**Task**
The word "blue" may appear in the records below. Report how many lines contain it, and write nothing besides the number.

*** Opening of Data shown ***

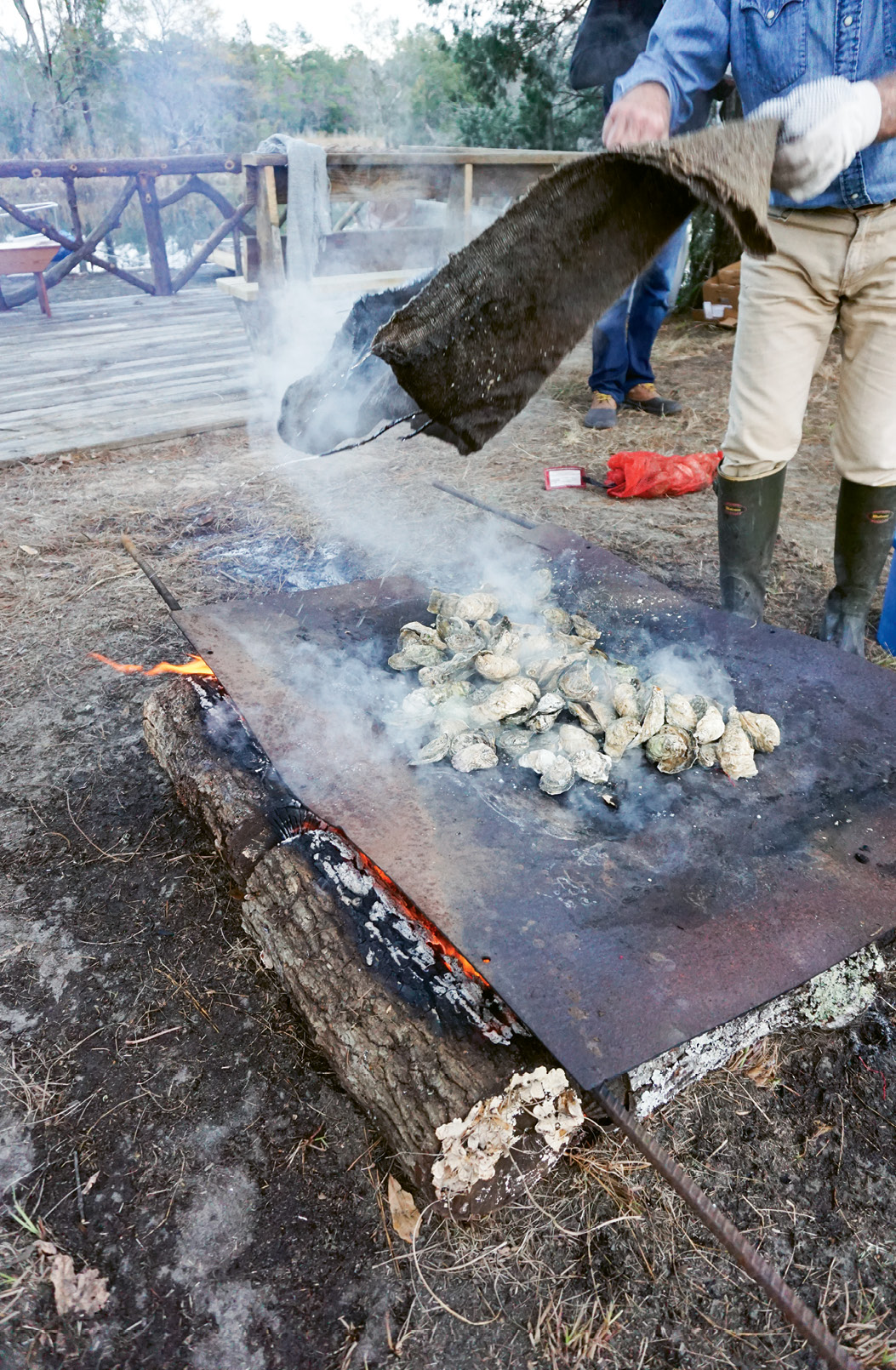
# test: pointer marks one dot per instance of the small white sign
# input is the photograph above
(556, 477)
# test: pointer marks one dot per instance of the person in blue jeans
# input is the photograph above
(611, 36)
(622, 341)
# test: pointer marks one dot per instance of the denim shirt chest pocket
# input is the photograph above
(772, 37)
(889, 28)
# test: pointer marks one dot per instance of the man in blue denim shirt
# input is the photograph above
(610, 37)
(826, 69)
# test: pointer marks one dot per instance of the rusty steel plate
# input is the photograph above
(613, 934)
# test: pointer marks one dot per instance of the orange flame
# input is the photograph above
(411, 911)
(195, 666)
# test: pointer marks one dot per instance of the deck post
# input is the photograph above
(155, 236)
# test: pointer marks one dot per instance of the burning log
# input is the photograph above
(411, 1030)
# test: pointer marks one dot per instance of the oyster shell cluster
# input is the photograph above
(545, 696)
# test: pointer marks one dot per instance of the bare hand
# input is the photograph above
(639, 117)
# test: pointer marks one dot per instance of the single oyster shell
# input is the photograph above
(761, 729)
(455, 669)
(414, 655)
(736, 755)
(476, 756)
(558, 777)
(604, 714)
(621, 734)
(671, 750)
(505, 699)
(451, 689)
(435, 751)
(625, 700)
(585, 628)
(576, 682)
(442, 603)
(592, 766)
(574, 740)
(585, 720)
(496, 666)
(459, 637)
(700, 703)
(653, 714)
(545, 713)
(505, 640)
(466, 737)
(710, 727)
(476, 606)
(680, 713)
(419, 633)
(536, 759)
(512, 743)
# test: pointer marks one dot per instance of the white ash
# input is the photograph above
(829, 1001)
(471, 1147)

*** Close of Data shown ***

**Solved exercise**
2